▸ WORK INSTRUCTIONS
Please rewrite everything below from the line containing "Point to the utility" down to the line containing "<point>751,409</point>", swapping "tailgate" for "liftgate" and leaving the rest of those records unchanged.

▸ GIVEN RECORDS
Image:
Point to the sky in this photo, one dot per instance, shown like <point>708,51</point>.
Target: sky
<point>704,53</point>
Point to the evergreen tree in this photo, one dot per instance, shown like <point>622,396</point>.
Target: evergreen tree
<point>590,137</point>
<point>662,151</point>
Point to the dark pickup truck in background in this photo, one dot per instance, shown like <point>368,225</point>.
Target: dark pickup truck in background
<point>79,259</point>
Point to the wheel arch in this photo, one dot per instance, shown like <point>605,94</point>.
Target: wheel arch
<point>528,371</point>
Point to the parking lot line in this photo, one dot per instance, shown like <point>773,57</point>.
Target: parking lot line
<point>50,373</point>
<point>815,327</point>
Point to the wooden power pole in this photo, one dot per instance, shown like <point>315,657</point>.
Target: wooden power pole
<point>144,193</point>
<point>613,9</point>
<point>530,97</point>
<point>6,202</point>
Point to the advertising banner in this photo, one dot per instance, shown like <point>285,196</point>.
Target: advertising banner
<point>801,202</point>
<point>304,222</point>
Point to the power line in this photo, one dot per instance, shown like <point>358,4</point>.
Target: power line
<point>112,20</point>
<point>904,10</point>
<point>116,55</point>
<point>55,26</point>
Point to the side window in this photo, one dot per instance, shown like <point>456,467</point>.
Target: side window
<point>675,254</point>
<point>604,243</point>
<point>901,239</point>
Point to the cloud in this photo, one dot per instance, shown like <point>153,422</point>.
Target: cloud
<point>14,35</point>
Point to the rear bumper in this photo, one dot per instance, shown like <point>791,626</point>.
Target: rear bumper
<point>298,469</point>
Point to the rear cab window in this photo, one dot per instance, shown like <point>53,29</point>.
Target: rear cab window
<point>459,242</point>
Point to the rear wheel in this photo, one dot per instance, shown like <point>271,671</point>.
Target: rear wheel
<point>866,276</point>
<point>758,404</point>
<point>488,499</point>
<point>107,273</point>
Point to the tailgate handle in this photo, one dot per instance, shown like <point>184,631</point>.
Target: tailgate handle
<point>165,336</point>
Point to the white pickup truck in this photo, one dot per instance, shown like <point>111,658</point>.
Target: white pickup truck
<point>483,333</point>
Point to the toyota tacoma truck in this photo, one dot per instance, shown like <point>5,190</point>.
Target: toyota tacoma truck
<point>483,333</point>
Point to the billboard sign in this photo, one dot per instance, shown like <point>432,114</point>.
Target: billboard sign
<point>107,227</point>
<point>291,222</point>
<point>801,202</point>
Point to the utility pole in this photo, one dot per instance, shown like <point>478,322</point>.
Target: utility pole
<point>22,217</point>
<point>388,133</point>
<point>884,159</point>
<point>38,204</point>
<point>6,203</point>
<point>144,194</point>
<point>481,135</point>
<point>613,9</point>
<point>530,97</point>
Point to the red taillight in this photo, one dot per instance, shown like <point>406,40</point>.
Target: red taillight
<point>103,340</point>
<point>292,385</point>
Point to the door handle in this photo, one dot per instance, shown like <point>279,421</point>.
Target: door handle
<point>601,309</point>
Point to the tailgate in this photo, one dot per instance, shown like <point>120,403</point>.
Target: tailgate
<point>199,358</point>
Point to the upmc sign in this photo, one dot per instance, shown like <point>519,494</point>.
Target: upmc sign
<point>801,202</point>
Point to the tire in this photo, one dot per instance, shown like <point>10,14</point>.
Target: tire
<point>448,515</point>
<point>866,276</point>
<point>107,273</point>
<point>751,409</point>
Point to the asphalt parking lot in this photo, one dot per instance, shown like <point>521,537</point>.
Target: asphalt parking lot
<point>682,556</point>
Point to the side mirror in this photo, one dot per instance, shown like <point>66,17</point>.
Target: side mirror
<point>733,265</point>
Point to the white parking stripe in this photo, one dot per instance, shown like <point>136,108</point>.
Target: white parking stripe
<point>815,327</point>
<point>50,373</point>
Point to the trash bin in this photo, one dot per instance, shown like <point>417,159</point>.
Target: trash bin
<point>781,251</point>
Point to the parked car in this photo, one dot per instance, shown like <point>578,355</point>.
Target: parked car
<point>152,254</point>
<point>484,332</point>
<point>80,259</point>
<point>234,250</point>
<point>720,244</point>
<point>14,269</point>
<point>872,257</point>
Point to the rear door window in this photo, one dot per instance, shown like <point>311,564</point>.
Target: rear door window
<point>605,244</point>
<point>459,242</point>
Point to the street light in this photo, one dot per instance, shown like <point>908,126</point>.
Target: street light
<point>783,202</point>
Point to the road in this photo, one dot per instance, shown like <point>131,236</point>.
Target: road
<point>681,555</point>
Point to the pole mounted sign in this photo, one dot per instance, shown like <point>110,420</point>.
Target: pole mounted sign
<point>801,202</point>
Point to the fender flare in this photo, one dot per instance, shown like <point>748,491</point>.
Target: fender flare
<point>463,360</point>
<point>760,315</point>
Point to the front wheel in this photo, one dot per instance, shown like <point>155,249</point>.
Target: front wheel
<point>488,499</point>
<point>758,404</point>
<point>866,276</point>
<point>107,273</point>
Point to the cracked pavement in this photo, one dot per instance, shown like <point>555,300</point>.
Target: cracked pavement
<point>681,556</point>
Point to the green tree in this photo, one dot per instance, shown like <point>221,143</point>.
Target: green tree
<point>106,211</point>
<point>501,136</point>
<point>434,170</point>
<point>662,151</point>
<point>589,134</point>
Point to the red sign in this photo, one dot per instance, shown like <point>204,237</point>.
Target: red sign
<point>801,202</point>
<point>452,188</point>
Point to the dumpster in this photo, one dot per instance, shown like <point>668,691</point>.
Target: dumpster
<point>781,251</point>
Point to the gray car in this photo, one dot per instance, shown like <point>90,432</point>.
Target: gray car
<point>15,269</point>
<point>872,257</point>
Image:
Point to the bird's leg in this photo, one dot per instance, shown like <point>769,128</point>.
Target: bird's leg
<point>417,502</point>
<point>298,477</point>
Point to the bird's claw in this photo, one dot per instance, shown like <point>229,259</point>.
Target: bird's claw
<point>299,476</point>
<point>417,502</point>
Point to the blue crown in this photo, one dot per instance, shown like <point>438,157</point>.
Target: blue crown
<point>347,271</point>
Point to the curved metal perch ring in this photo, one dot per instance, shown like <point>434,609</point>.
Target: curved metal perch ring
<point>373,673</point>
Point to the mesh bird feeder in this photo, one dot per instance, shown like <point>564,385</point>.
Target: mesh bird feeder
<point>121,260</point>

▸ EXERCISE ANSWER
Point to the utility pole in this photo, one dot per instance, shown like <point>478,322</point>.
Target: utility pole
<point>22,217</point>
<point>388,133</point>
<point>884,159</point>
<point>38,204</point>
<point>6,203</point>
<point>144,194</point>
<point>481,135</point>
<point>613,9</point>
<point>530,97</point>
Point to the red taillight in this photo, one dot per instance, shown like <point>406,40</point>.
Target: red taillight
<point>103,340</point>
<point>292,385</point>
Point to the door handle in this photo, one dot per instance, shown like <point>279,421</point>.
Target: door handle
<point>601,309</point>
Point to the liftgate in this photo, one dot per instance, shown like <point>120,403</point>.
Target: liftgate
<point>199,358</point>
Point to the upmc sign in this photo, one dot per instance, shown like <point>519,494</point>.
Target: upmc sign
<point>801,202</point>
Point to the tire in this photo, one dot per instance, shown like <point>10,14</point>.
Target: tire
<point>448,515</point>
<point>866,276</point>
<point>107,273</point>
<point>751,409</point>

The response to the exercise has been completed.